- Exercise data -
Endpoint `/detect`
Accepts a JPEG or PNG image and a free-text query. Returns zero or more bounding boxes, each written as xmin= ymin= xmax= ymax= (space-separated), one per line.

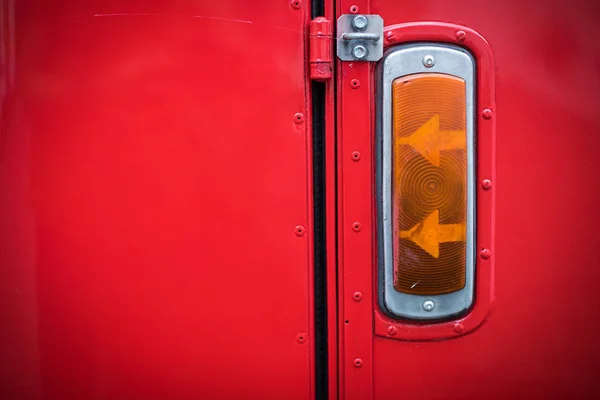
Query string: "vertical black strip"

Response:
xmin=311 ymin=0 xmax=328 ymax=400
xmin=312 ymin=82 xmax=328 ymax=400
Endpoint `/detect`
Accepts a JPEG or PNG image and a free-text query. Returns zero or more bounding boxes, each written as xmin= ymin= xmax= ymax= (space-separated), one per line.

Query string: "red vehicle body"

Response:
xmin=0 ymin=0 xmax=600 ymax=400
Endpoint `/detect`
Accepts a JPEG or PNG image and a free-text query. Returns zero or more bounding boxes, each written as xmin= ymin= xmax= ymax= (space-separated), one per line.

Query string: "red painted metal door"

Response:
xmin=337 ymin=0 xmax=600 ymax=400
xmin=0 ymin=0 xmax=313 ymax=400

- Work instructions -
Copy every entry above word for word, but leave the pictures out.

- Answer to this task -
Endpoint `/detect`
Accepts a JPEG or PNG image and a free-text query. Returns zero or more bounding boxes, each written as xmin= ymin= xmax= ymax= (space-separated), one per line.

Query string: "vertical black strip"

Response:
xmin=311 ymin=0 xmax=328 ymax=400
xmin=312 ymin=82 xmax=328 ymax=400
Endpoint `/detect`
Accepts a JPEG or PNG image and a free-text query. Returns zero or more bounding boxes, each written as xmin= ymin= xmax= ymax= (space-separated), one per line.

Query string: "red vehicle body"

Response:
xmin=0 ymin=0 xmax=600 ymax=400
Endpoint `/detect`
Accepts a JPEG or PNG image and a free-text query. Returns zero or more bounding boxes, each written as xmin= ymin= xmax= ymax= (space-separated), one per line.

Query string: "red painted metal door"

Response:
xmin=337 ymin=0 xmax=600 ymax=400
xmin=0 ymin=0 xmax=313 ymax=400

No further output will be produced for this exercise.